Write out each line beneath this one exactly as it reads.

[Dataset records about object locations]
---*---
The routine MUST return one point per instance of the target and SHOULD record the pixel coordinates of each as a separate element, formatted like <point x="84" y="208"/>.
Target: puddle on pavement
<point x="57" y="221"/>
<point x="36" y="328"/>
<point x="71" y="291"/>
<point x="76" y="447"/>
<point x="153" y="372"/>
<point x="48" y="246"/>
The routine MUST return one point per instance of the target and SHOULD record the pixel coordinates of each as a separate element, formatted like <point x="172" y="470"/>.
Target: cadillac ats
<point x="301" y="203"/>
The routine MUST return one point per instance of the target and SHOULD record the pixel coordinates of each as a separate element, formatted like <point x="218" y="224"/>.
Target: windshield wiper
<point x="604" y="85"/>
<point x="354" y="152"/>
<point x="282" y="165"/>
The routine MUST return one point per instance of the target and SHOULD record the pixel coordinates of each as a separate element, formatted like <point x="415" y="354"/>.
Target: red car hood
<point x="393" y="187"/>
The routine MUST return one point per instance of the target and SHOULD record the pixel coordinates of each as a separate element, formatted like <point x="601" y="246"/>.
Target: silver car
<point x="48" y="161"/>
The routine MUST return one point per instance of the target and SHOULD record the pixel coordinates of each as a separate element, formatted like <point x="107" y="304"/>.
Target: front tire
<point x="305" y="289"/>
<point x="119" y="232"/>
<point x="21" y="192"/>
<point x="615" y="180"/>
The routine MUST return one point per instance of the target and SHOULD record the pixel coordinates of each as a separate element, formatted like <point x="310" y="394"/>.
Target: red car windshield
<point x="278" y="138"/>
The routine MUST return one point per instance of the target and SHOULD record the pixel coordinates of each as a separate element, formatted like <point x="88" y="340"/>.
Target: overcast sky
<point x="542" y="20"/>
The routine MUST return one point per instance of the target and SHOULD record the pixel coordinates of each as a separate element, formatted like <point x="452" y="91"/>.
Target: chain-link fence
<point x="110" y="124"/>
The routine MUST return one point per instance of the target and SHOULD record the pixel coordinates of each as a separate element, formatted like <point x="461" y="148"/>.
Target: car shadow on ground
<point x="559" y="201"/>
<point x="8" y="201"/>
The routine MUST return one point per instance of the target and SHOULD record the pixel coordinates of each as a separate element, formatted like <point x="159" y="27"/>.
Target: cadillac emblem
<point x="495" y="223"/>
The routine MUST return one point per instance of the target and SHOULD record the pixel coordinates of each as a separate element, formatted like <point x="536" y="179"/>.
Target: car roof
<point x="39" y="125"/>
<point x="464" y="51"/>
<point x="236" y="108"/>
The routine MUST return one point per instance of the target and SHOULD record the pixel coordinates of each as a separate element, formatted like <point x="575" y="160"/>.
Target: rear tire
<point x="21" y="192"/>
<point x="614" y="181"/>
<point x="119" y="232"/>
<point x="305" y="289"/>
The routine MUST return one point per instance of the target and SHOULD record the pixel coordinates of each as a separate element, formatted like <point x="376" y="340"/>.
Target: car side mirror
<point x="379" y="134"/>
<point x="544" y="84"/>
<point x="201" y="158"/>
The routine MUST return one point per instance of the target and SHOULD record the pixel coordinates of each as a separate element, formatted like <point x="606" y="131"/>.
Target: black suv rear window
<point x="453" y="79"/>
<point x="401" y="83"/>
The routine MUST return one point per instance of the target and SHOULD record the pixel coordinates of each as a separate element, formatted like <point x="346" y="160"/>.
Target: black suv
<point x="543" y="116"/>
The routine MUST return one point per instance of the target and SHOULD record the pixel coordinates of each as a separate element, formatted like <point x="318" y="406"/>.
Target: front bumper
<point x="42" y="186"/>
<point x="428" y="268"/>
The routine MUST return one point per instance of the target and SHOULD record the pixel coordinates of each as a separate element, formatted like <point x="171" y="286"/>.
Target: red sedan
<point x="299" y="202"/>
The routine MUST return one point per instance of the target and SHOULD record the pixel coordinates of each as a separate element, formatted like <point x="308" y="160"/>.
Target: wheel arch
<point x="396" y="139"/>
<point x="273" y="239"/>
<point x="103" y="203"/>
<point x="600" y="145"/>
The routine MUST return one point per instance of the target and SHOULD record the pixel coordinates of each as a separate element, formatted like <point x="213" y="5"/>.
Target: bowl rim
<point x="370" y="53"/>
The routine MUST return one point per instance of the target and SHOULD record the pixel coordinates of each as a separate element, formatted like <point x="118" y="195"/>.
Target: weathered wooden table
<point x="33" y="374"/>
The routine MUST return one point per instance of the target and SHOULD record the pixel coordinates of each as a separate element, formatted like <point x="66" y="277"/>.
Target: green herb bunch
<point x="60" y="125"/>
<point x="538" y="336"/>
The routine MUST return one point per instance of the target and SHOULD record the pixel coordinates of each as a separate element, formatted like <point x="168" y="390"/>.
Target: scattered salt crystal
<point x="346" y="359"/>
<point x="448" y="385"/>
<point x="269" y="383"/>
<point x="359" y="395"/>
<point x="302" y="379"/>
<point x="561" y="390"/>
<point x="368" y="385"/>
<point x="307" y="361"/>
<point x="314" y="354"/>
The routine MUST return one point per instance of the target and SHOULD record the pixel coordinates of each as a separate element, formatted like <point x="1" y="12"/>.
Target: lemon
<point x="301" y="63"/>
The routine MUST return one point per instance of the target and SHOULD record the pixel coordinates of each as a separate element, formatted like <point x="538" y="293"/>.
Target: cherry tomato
---*---
* _SOLUTION FOR THIS TASK_:
The routine MUST return one point per instance of the target and SHOULD record the pixel coordinates of each as a separate element, formatted like <point x="84" y="208"/>.
Target: puddle on pavement
<point x="57" y="221"/>
<point x="36" y="328"/>
<point x="71" y="291"/>
<point x="76" y="447"/>
<point x="153" y="372"/>
<point x="48" y="246"/>
The routine MUST return one point per instance of the target and SHOULD record the pixel coordinates of each as a separate element, formatted like <point x="172" y="470"/>.
Target: cadillac ats
<point x="301" y="203"/>
The routine MUST return one point per instance of the target and SHOULD record the pixel coordinates of each as a separate element, formatted like <point x="218" y="224"/>.
Target: windshield wiper
<point x="604" y="85"/>
<point x="354" y="152"/>
<point x="282" y="165"/>
The routine MUST return one point per instance of the target and SHOULD record the pixel coordinates of each as a separate element, formatted like <point x="415" y="354"/>.
Target: red car hood
<point x="393" y="187"/>
The routine MUST return one point per instance of the target and SHOULD record the pixel coordinates of each as a separate element, formatted like <point x="601" y="246"/>.
Target: silver car
<point x="48" y="161"/>
The routine MUST return one point per instance of the target and SHOULD record the pixel coordinates of each as a separate element, formatted like <point x="107" y="304"/>.
Target: front tire
<point x="305" y="289"/>
<point x="119" y="232"/>
<point x="21" y="192"/>
<point x="615" y="180"/>
The routine MUST return one point per instance of the target and SHOULD record the pixel coordinates of each as a separate element, formatted like <point x="310" y="394"/>.
Target: red car windshield
<point x="278" y="138"/>
The routine MUST return one point per instance of the target and SHOULD record the pixel coordinates of each as a separate element, formatted like <point x="88" y="340"/>.
Target: overcast sky
<point x="542" y="20"/>
The routine MUST return one point per instance of the target and SHOULD record the pixel coordinates of each as a separate element, formatted like <point x="452" y="91"/>.
Target: chain-link fence
<point x="110" y="124"/>
The routine MUST return one point per instance of the target and SHOULD record the pixel coordinates of each as a separate element, formatted like <point x="461" y="148"/>.
Target: car shadow on ground
<point x="559" y="201"/>
<point x="8" y="201"/>
The routine MUST return one point per instance of the target and SHOULD record the pixel coordinates of each as a separate element, formatted like <point x="159" y="27"/>.
Target: cadillac emblem
<point x="495" y="223"/>
The routine MUST return one point per instance of the target and SHOULD record the pixel coordinates of each as a separate element, formatted like <point x="536" y="179"/>.
Target: car roof
<point x="39" y="125"/>
<point x="464" y="51"/>
<point x="236" y="108"/>
The routine MUST return one point per instance of the target and SHOULD record the pixel coordinates of each as a separate element, formatted like <point x="575" y="160"/>.
Target: rear tire
<point x="21" y="192"/>
<point x="614" y="181"/>
<point x="119" y="232"/>
<point x="305" y="289"/>
The routine MUST return one point per instance of the target and SHOULD record the pixel coordinates of each as a separate element, formatted like <point x="376" y="340"/>.
Target: car side mirror
<point x="379" y="134"/>
<point x="544" y="84"/>
<point x="201" y="158"/>
The routine MUST return one point per instance of the target and SHOULD record the pixel coordinates of each as a separate element, formatted like <point x="606" y="131"/>.
Target: black suv rear window
<point x="453" y="79"/>
<point x="401" y="83"/>
The routine MUST return one point per instance of the target and SHOULD record the pixel coordinates of each as a separate element, formatted like <point x="346" y="160"/>.
Target: black suv
<point x="543" y="116"/>
The routine MUST return one point per instance of the target and SHOULD record the pixel coordinates of each as a separate element, formatted like <point x="318" y="406"/>.
Target: front bumper
<point x="42" y="186"/>
<point x="428" y="268"/>
The routine MUST return one point per instance of the target and SHOULD record the pixel coordinates of each as a separate element, formatted like <point x="171" y="286"/>.
Target: red sedan
<point x="299" y="202"/>
The routine MUST return one point per instance of the target and SHOULD record the pixel coordinates of each as a separate element, formatted like <point x="308" y="160"/>.
Target: wheel arch
<point x="396" y="139"/>
<point x="273" y="239"/>
<point x="103" y="203"/>
<point x="600" y="145"/>
The routine MUST return one point per instance of the target and SHOULD record the pixel coordinates of each as a separate element, formatted like <point x="213" y="5"/>.
Target: bowl rim
<point x="370" y="53"/>
The routine MUST return one point per instance of the target and SHOULD record the pixel coordinates of each as a separate element, formatted like <point x="118" y="195"/>.
Target: weathered wooden table
<point x="33" y="374"/>
The routine MUST return one point per instance of the target and SHOULD record the pixel coordinates of each as a separate element, formatted like <point x="66" y="277"/>.
Target: green herb bunch
<point x="60" y="125"/>
<point x="538" y="336"/>
The routine MUST return one point per instance of the target and SHOULD record the pixel coordinates of each as a separate element, formatted like <point x="168" y="390"/>.
Target: scattered salt crystal
<point x="346" y="359"/>
<point x="448" y="385"/>
<point x="269" y="383"/>
<point x="359" y="395"/>
<point x="302" y="379"/>
<point x="561" y="390"/>
<point x="368" y="385"/>
<point x="307" y="361"/>
<point x="314" y="354"/>
The routine MUST return one point per instance of the target and SHOULD record the pixel coordinates of each as a separate element, formatted like <point x="1" y="12"/>.
Target: lemon
<point x="301" y="63"/>
The routine MUST return one point per instance of the target and SHOULD record the pixel coordinates of each as a separate element, formatted like <point x="538" y="293"/>.
Target: cherry tomato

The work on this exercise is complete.